start EXERCISE MATERIAL

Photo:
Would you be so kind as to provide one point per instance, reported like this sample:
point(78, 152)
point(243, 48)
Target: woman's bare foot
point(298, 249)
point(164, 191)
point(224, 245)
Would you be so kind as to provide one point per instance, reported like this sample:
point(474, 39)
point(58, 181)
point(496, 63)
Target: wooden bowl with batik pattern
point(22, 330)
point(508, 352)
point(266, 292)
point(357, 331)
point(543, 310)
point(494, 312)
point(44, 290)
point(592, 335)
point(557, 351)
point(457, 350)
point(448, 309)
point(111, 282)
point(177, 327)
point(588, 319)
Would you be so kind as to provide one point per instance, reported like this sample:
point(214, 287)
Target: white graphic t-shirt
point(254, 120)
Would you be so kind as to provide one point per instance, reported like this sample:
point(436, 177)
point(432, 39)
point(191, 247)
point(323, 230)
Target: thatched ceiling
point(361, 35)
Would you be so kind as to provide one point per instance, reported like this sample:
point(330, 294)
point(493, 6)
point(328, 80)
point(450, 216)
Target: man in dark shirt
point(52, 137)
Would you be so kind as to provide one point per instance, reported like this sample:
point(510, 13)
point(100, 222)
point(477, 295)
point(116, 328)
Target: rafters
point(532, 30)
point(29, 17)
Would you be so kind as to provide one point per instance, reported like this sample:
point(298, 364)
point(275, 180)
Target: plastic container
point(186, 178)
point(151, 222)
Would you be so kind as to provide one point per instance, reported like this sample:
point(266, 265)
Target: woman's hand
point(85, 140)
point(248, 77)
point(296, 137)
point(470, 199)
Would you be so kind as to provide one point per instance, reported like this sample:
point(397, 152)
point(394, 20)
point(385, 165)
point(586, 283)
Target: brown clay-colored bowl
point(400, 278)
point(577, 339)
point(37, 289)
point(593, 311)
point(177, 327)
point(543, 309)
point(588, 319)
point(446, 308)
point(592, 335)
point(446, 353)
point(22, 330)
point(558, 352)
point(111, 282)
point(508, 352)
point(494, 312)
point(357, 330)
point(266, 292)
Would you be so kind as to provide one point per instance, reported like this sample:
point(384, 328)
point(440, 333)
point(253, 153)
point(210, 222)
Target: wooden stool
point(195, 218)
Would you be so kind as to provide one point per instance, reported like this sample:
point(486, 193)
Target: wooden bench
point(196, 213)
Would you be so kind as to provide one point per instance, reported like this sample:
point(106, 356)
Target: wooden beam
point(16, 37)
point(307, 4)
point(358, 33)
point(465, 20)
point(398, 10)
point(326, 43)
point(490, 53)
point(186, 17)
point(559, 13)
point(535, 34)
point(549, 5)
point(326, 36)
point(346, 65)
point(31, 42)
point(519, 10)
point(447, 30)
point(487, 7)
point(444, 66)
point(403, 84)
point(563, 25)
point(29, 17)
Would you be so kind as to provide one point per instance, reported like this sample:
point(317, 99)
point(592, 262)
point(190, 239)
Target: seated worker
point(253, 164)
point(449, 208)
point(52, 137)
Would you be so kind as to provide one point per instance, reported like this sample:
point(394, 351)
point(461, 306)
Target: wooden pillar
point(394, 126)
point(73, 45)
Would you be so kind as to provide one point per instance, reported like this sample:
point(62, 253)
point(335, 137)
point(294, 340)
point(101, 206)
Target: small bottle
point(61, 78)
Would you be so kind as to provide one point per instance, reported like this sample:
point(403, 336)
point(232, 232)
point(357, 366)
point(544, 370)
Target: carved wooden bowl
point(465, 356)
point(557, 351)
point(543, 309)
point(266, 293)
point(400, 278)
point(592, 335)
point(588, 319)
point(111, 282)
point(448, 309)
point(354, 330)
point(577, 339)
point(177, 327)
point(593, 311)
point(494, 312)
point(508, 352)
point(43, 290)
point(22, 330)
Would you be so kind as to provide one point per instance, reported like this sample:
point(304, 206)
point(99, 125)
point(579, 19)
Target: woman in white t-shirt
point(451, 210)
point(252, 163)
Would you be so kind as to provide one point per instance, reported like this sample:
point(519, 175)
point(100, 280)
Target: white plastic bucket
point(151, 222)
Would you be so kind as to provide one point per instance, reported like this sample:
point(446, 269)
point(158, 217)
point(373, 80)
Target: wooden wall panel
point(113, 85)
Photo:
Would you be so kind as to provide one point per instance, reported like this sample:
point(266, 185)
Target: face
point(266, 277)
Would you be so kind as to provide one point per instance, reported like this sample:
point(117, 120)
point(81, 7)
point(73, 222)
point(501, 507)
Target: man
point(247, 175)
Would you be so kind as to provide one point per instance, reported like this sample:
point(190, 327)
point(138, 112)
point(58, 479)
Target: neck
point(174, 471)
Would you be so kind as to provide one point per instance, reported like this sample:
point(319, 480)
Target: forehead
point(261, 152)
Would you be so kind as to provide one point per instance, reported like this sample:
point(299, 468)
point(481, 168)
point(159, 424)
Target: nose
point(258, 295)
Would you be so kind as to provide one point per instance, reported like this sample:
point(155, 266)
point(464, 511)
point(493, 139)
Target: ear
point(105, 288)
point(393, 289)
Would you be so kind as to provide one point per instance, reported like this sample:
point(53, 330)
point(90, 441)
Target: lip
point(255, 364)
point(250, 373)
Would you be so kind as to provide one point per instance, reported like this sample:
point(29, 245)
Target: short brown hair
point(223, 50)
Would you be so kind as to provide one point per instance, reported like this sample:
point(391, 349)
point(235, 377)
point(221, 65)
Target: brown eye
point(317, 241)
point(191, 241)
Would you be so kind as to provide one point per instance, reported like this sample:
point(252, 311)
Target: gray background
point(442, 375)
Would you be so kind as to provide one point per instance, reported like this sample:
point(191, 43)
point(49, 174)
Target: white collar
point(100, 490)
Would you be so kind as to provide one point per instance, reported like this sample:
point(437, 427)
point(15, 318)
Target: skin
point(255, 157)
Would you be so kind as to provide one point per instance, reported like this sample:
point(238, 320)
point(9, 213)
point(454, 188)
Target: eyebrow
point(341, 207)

end EXERCISE MATERIAL

WHAT YOU ARE ASKED TO DO: Copy all of the items above verbatim, keeping every line and character unchanged.

ANSWER TO THE EXERCISE:
Photo:
Would you be so kind as to provide one point per instance, reported like this sample:
point(78, 152)
point(243, 48)
Target: woman's bare foot
point(298, 249)
point(164, 191)
point(224, 245)
Would you be so kind as to provide one point per instance, reported like this sample:
point(474, 39)
point(58, 181)
point(496, 63)
Target: wooden bowl with batik pattern
point(22, 330)
point(508, 352)
point(266, 292)
point(357, 331)
point(543, 310)
point(494, 312)
point(44, 290)
point(592, 335)
point(557, 351)
point(457, 350)
point(448, 309)
point(111, 282)
point(177, 327)
point(588, 319)
Would you be so kind as to provide one point per instance, reported like this sample:
point(214, 287)
Target: white graphic t-shirt
point(254, 120)
Would you be so kind as to provide one point per instance, reported like this sample:
point(436, 177)
point(432, 39)
point(191, 247)
point(323, 230)
Target: thatched ceiling
point(361, 35)
Would you be so kind as to provide one point per instance, reported like this sample:
point(330, 294)
point(493, 6)
point(328, 80)
point(450, 216)
Target: man in dark shirt
point(52, 137)
Would you be so kind as to provide one point per instance, reported like this sample:
point(510, 13)
point(100, 222)
point(477, 295)
point(116, 328)
Target: rafters
point(532, 30)
point(29, 17)
Would you be so kind as to provide one point per instance, reported like this sample:
point(298, 364)
point(275, 180)
Target: plastic container
point(186, 178)
point(151, 222)
Would you be so kind as to provide one point per instance, reported like this sample:
point(266, 265)
Target: woman's hand
point(85, 140)
point(248, 77)
point(296, 137)
point(470, 199)
Would you be so kind as to provide one point per instance, reported like this sample:
point(397, 152)
point(394, 20)
point(385, 165)
point(586, 283)
Target: brown clay-colored bowl
point(400, 278)
point(577, 339)
point(37, 289)
point(593, 311)
point(177, 327)
point(543, 309)
point(588, 319)
point(446, 308)
point(592, 335)
point(446, 353)
point(22, 330)
point(558, 352)
point(111, 282)
point(508, 352)
point(494, 312)
point(357, 330)
point(266, 292)
Would you be so kind as to provide one point per instance, reported like this sample:
point(384, 328)
point(440, 333)
point(253, 153)
point(210, 222)
Target: wooden stool
point(195, 218)
Would you be so kind as to provide one point per instance, reported like this sample:
point(486, 193)
Target: wooden bench
point(196, 213)
Would you be so kind as to provide one point per instance, reported like this sample:
point(106, 356)
Target: wooden beam
point(16, 37)
point(307, 4)
point(358, 33)
point(465, 20)
point(398, 10)
point(326, 43)
point(490, 53)
point(186, 17)
point(559, 13)
point(535, 34)
point(549, 5)
point(326, 36)
point(346, 65)
point(31, 42)
point(519, 10)
point(447, 30)
point(487, 7)
point(444, 66)
point(403, 84)
point(563, 25)
point(29, 17)
Would you be so kind as to provide one point per instance, reported like this sample:
point(317, 99)
point(592, 262)
point(190, 239)
Target: seated worker
point(253, 164)
point(449, 208)
point(52, 137)
Would you be so kind as to provide one point per instance, reported like this sample:
point(394, 351)
point(461, 306)
Target: wooden pillar
point(394, 126)
point(73, 45)
Would you be so kind as to provide one point per instance, reported like this sample:
point(62, 253)
point(335, 137)
point(294, 340)
point(101, 206)
Target: small bottle
point(61, 78)
Would you be so kind as to provide one point per instance, reported like this sample:
point(403, 336)
point(232, 232)
point(357, 366)
point(544, 370)
Target: carved wooden bowl
point(465, 356)
point(557, 351)
point(543, 309)
point(266, 293)
point(400, 278)
point(592, 335)
point(588, 319)
point(111, 282)
point(448, 309)
point(354, 330)
point(577, 339)
point(177, 327)
point(593, 311)
point(494, 312)
point(508, 352)
point(43, 290)
point(22, 330)
Would you be so kind as to provide one point per instance, reported like this sample:
point(304, 206)
point(99, 125)
point(579, 19)
Target: woman in white t-shirt
point(451, 210)
point(252, 163)
Would you be so kind as to provide one point per instance, reported like this sample:
point(519, 175)
point(100, 280)
Target: white plastic bucket
point(151, 222)
Would you be so kind as to provide one point per instance, reported like this sample:
point(446, 269)
point(158, 217)
point(373, 80)
Target: wooden wall panel
point(113, 85)
Photo:
Would you be so kind as to provide one point per instance, reported like this sample:
point(266, 185)
Target: face
point(266, 277)
Would you be so kind as to provide one point per instance, reported like this sample:
point(117, 120)
point(81, 7)
point(73, 222)
point(501, 507)
Target: man
point(247, 175)
Would you be so kind as to provide one point per instance, reported like this sample:
point(190, 327)
point(138, 112)
point(58, 479)
Target: neck
point(174, 471)
Would you be so kind as to provide one point per instance, reported like this sample:
point(319, 480)
Target: forehead
point(261, 152)
Would you be so kind as to provide one point per instance, reported like this sample:
point(299, 468)
point(481, 168)
point(159, 424)
Target: nose
point(258, 295)
Would you be so kind as to provide one point per instance, reported like this sample:
point(155, 266)
point(464, 511)
point(493, 139)
Target: ear
point(105, 288)
point(393, 289)
Would you be so kind as to provide one point per instance, reported like this sample:
point(53, 330)
point(90, 441)
Target: lip
point(255, 364)
point(250, 373)
Would you be so kind as to provide one point per instance, reported like this sample:
point(29, 245)
Target: short brown hair
point(223, 50)
Would you be so kind as to provide one point per instance, reported like this sample:
point(391, 349)
point(235, 377)
point(221, 65)
Target: brown eye
point(317, 241)
point(191, 241)
Would you be so kind as to provide one point per instance, reported like this sample:
point(252, 311)
Target: gray background
point(442, 375)
Would you be so kind as to provide one point per instance, reported like this sample:
point(191, 43)
point(49, 174)
Target: white collar
point(100, 490)
Would you be so kind as to provide one point per instance, reported like this sample:
point(437, 427)
point(15, 318)
Target: skin
point(255, 157)
Would you be so kind as to provide one point per instance, reported like this sample:
point(238, 320)
point(9, 213)
point(454, 188)
Target: eyebrow
point(341, 207)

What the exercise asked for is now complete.